TASK TO CARRY OUT:
Lay out the lines below as a numbered list, leaving out any blank lines.

THE INPUT:
╔══

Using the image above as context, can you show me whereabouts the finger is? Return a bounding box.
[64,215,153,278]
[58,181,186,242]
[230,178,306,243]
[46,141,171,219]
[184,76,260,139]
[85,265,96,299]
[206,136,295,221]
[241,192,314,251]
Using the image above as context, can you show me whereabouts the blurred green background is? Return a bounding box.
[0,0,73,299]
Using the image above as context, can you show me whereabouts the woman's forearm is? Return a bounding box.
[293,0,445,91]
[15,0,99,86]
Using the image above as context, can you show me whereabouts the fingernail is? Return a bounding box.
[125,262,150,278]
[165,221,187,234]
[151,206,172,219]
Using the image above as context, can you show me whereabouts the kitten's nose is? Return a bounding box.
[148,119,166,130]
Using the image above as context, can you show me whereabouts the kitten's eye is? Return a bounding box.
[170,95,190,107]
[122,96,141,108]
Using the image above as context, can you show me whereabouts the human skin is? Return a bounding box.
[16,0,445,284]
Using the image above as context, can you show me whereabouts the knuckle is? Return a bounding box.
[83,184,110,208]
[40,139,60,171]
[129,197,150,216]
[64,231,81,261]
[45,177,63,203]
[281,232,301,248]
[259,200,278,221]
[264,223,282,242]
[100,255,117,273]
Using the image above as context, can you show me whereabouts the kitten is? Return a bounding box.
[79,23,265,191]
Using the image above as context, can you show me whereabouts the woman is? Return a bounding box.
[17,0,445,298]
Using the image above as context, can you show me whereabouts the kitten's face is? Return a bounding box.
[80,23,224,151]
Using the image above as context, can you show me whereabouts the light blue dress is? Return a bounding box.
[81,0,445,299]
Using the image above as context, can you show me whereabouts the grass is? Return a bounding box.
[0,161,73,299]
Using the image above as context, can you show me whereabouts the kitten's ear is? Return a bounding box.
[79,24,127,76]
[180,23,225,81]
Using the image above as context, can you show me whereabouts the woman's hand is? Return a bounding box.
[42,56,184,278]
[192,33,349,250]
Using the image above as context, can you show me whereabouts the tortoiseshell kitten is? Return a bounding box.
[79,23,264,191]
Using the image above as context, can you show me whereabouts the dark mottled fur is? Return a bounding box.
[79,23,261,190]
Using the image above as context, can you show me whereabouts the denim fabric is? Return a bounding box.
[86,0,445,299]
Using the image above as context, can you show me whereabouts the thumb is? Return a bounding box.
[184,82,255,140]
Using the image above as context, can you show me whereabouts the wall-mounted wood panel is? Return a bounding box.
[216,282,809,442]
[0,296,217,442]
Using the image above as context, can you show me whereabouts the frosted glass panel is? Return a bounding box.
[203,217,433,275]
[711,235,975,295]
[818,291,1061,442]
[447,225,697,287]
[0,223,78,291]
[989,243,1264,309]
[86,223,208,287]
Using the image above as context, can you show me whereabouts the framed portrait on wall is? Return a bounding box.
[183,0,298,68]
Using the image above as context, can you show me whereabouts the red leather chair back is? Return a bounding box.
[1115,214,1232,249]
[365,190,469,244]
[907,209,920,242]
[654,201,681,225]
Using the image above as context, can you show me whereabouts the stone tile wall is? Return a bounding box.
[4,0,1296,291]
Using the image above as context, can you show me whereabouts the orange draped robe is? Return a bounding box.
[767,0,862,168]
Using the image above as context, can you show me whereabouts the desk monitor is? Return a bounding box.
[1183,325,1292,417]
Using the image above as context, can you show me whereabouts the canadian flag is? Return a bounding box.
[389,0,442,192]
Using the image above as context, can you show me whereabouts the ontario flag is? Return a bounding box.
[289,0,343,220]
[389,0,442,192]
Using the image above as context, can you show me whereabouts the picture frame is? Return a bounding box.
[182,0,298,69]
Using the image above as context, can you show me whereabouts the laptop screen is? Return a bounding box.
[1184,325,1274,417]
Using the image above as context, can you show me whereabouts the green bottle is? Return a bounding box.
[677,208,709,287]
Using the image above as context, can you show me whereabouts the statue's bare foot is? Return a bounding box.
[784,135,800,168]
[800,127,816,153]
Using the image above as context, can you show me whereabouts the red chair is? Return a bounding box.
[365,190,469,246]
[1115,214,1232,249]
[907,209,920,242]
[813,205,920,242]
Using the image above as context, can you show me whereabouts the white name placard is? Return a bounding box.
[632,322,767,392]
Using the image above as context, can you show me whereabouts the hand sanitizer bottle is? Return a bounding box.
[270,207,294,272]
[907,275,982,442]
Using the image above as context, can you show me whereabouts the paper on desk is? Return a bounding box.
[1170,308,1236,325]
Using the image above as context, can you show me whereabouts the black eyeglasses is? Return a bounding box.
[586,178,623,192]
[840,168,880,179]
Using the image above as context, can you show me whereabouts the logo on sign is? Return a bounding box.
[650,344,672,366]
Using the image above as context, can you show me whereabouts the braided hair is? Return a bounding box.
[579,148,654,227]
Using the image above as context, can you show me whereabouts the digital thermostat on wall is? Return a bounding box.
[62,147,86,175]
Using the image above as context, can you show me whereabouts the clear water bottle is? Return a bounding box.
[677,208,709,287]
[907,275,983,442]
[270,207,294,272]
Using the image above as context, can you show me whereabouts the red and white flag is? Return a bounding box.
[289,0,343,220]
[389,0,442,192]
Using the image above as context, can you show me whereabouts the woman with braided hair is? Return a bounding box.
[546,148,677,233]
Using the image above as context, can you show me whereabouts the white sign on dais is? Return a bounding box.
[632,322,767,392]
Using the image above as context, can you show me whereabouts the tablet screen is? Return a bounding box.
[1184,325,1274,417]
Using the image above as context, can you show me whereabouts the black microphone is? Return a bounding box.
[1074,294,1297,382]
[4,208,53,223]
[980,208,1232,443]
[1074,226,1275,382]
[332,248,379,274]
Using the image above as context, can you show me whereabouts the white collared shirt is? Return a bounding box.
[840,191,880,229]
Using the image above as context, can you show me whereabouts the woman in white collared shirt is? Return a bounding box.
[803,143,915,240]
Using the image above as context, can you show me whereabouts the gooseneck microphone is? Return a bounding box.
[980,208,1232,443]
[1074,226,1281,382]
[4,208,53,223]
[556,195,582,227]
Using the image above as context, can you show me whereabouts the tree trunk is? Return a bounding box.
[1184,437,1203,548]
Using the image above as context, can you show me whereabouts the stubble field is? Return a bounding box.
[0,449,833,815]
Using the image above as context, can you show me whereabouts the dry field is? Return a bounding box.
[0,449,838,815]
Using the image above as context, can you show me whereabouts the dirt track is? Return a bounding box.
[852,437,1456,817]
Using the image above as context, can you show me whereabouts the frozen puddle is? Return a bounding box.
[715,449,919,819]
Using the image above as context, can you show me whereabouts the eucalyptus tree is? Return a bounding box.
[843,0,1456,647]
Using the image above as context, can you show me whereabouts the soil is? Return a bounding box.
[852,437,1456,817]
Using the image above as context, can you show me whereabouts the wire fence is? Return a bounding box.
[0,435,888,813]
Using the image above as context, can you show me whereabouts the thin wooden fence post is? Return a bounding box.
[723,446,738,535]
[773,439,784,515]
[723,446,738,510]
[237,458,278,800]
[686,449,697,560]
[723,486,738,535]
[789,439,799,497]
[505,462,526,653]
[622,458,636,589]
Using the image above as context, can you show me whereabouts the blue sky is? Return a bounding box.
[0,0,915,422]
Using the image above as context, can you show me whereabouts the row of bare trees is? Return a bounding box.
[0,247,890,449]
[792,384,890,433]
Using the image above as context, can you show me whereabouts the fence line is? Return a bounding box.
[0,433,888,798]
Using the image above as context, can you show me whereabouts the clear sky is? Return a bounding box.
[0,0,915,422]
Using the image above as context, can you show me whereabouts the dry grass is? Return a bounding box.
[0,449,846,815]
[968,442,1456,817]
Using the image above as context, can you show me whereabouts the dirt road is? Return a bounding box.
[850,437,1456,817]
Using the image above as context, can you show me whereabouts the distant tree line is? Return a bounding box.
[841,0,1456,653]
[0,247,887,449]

╚══

FINAL RESULT:
1. Using the image above as context, can you show me whereabouts the finger is? Return a bounding box.
2. [64,215,153,278]
3. [58,181,186,242]
4. [230,178,306,243]
5. [46,141,171,219]
6. [184,76,260,139]
7. [85,265,96,299]
8. [206,136,295,221]
9. [241,192,314,251]
10. Using the image above as context, can you show me whereabouts the blurred green background is? Return a bounding box.
11. [0,0,73,299]
12. Using the image above as context, can you show me whereabouts the woman's forearm is? Return a bounding box.
13. [293,0,445,91]
14. [15,0,99,86]
15. Using the image above as context, can you show me whereabouts the fingernail is? Return a bounding box.
16. [125,262,150,278]
17. [165,221,187,234]
18. [151,206,172,219]
19. Using the image above as context, can you show me whereabouts the kitten's nose is? Return a bounding box.
20. [148,119,166,130]
21. Using the image above as context, can you show me whereabouts the kitten's eye is? Return a bounding box.
22. [170,95,190,107]
23. [122,96,141,108]
24. Using the image above as context, can you show me whereabouts the human skin is? Return a bounding box.
25. [16,0,445,284]
26. Using the image above as context, can you show me whereabouts the knuckle is? Return a bounding box.
27. [83,184,110,208]
28. [40,139,60,171]
29. [129,197,150,216]
30. [64,231,81,261]
31. [45,177,63,203]
32. [281,232,301,248]
33. [259,200,278,221]
34. [264,223,282,242]
35. [100,255,117,273]
36. Using the image above as context, can you show me whereabouts the kitten is? Return a bounding box.
37. [79,23,265,191]
38. Using the image above as context, can you show me whereabouts the woman is? Return a bounding box.
39. [17,0,445,298]
40. Using the image above as context, can you show me whereabouts the kitten's face is? Return a bounding box.
41. [80,23,224,151]
42. Using the image above as context, can you show me whereabouts the light blue dress is? Return a bounding box.
43. [81,0,445,299]
44. Using the image above as context, can you show me whereabouts the grass is? Return a bounding box.
45. [0,161,73,299]
46. Using the image above as context, can you show me whereabouts the kitten's ear is? Return a bounding box.
47. [79,24,127,76]
48. [180,23,225,81]
49. Using the image above as context, can you show me whereabouts the woman's hand is? Return a bounding box.
50. [42,56,184,278]
51. [192,33,349,250]
52. Using the image above as context, can you show me whereabouts the tortoiseshell kitten is? Return a bounding box.
53. [79,23,264,191]
54. Using the image above as context, can you show me whereabouts the dark mottled fur is? Return a bounding box.
55. [79,23,261,190]
56. Using the image above as context, can you show me whereabouts the denim fabric is? Return a bounding box.
57. [86,0,445,299]
58. Using the image above as context, can you show me whereabouts the thumb is? Return a bounding box.
59. [184,82,255,140]
60. Using the image above as context, can you show me whereabouts the wall-mounted wood panel is? Return a bounding box.
61. [216,282,809,442]
62. [0,296,217,442]
63. Using the image above as context, can you show me whereabouts the frosted glass panel is? Return a bounding box.
64. [203,217,433,275]
65. [711,235,975,295]
66. [818,291,1061,442]
67. [447,225,697,287]
68. [0,223,78,291]
69. [989,243,1264,309]
70. [86,223,208,287]
71. Using the image above as context, can you show me whereabouts the framed portrait on wall is? Return a bounding box.
72. [183,0,298,68]
73. Using the image above as context, can you show me whereabouts the red leather chair back is? Return a bounding box.
74. [1115,214,1232,249]
75. [365,190,469,244]
76. [907,209,920,242]
77. [654,201,681,225]
78. Using the image above as context, can you show me whereabouts the stone tile wall is? Return a bounding box.
79. [4,0,1296,291]
80. Using the image above as context, can you show me whereabouts the orange draped robe is? Return a bounding box.
81. [767,0,862,168]
82. Using the image above as context, can you show me whereabouts the desk monitor is? Return a bounding box.
83. [1183,325,1292,417]
84. Using the image above as context, can you show me whereabouts the canadian flag is? Return a bounding box.
85. [389,0,442,192]
86. Using the image above as context, can you show me whereabouts the ontario flag is? Return a bounding box.
87. [289,0,343,220]
88. [389,0,442,192]
89. Using the image above as context, can you show me whereabouts the picture frame is? Return a bounding box.
90. [182,0,298,69]
91. Using the image above as context, can you show me whereabouts the laptop screen is? Return a bounding box.
92. [1184,325,1274,417]
93. Using the image above as context, can you show me whereabouts the green bottle is? Return a bounding box.
94. [677,208,709,287]
95. Using the image above as context, can you show me whereabouts the statue's bare foot is? Return a bounding box.
96. [784,135,800,168]
97. [800,127,816,153]
98. Using the image above as context, can you show me whereabouts the red chair is? Return a bounding box.
99. [365,190,469,246]
100. [1115,214,1232,249]
101. [907,209,920,242]
102. [813,205,920,242]
103. Using the image above as context, can you show me whereabouts the white name placard is? Return a bounding box.
104. [632,322,767,392]
105. Using the image above as context, can you show me whereabouts the hand sanitizer bottle is? Return a bounding box.
106. [270,207,294,272]
107. [907,275,982,442]
108. Using the image above as context, can you show me whereabouts the paper on desk is? Return a bounding box.
109. [1170,308,1236,325]
110. Using the image above as context, can you show me whereabouts the black eyeglasses is? Return a bounding box.
111. [586,178,623,192]
112. [840,168,880,179]
113. Using the image above as context, can you show me whereabouts the logo on sign is? Return a bounding box.
114. [650,344,672,366]
115. Using the image above as context, can you show me whereabouts the braided hair is? Return a bounding box.
116. [579,148,654,227]
117. Using the image above as context, can you show me whereabouts the digital thermostat on wall is? Return a bounding box.
118. [62,147,86,175]
119. Using the image above as context, can you show me whereabouts the clear water bottle is? Return a bounding box.
120. [677,208,709,287]
121. [907,275,983,442]
122. [270,207,294,272]
123. Using the image above as context, can you show me whereabouts the red and white flag is? Return a bounding box.
124. [289,0,343,220]
125. [389,0,442,192]
126. Using the image above as context, can you show me whereabouts the woman with braided hair is? Return a bounding box.
127. [546,148,677,233]
128. Using the image above as context, can you show me whereabouts the white sign on dais is? Return a bounding box.
129. [632,322,767,392]
130. Using the image above as context, can you show me whereabouts the tablet screen is? Return a bounding box.
131. [1184,325,1274,417]
132. Using the image above as context, can you show me whereabouts the black microphone is? Return a bounding box.
133. [1074,294,1297,382]
134. [4,208,53,223]
135. [980,208,1232,443]
136. [1074,226,1275,382]
137. [332,248,379,274]
138. Using the image above as context, can you show me whereabouts the white collared shirt is? Return a bounding box.
139. [840,191,880,229]
140. Using the image above as context, can you show me whereabouts the woman in white collared shirt is? Return a bounding box.
141. [803,143,915,240]
142. Using the image above as context, can you show me whereabouts the gooseneck microphone is? Return a bounding box.
143. [980,208,1232,443]
144. [1074,226,1281,382]
145. [4,208,53,223]
146. [556,195,582,227]
147. Using the image above as context, can you show me whereabouts the tree trunk is? Return a bounding box.
148. [1184,437,1203,548]
149. Using the image above as context, can you show me whereabouts the stubble field is? Return a bounding box.
150. [0,449,833,815]
151. Using the image above as context, can you show me whereabouts the dry field is? Return a bounding box.
152. [0,449,838,815]
153. Using the image above as context, can you show me whereabouts the dirt track is? Return a bounding box.
154. [852,437,1456,817]
155. Using the image above as context, can you show me whereabouts the frozen puddle is? Return a bounding box.
156. [715,449,919,819]
157. Using the image above as context, can you show me whereabouts the eucalyptus tree is? Return a bounding box.
158. [843,0,1456,647]
159. Using the image above as context, can you show me whereabouts the soil is? Return a bounding box.
160. [852,437,1456,817]
161. Using the image above as context, can you show me whereabouts the wire fence is? Return a bounding box.
162. [0,435,888,813]
163. Using the image above as context, can you show me whereabouts the thin wooden fence post is? Return a bounding box.
164. [723,446,738,535]
165. [773,439,784,515]
166. [723,446,738,510]
167. [237,458,278,800]
168. [686,449,697,560]
169. [723,486,738,535]
170. [789,439,799,497]
171. [505,462,526,653]
172. [622,458,636,589]
173. Using the image above as context, can you show me whereabouts the blue sky is? Return a bounding box.
174. [0,0,915,422]
175. Using the image above as context, can you show me whereabouts the row of bare trees is? Return a bounding box.
176. [0,247,890,449]
177. [792,384,890,433]
178. Using the image above as context, can you show me whereabouts the fence line is? Return a bounding box.
179. [0,433,888,798]
180. Using the image above as context, can you show me whereabouts the clear sky is? Return a bounding box.
181. [0,0,915,422]
182. Using the image above as context, can you show me whereabouts the dry grass is? Return a bounding box.
183. [0,449,846,815]
184. [968,442,1456,817]
185. Using the image above as context, can you show me whereabouts the dirt road is? Return a bounding box.
186. [850,437,1456,817]
187. Using the image above as context, can you show me whereabouts the distant tree line is? Return a bounding box.
188. [841,0,1456,653]
189. [0,247,887,449]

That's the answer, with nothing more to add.